- Exercise description: Copy the following records verbatim.

┌──

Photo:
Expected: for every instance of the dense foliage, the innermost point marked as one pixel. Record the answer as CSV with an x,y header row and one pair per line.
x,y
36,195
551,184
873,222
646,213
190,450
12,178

└──

- Result of the exercise:
Photo:
Expected: for every instance of the dense foliage, the innermost point marked as one pixel. Record the answer as CSV with an x,y header row and one pair per line.
x,y
36,195
551,184
873,222
646,213
190,450
12,178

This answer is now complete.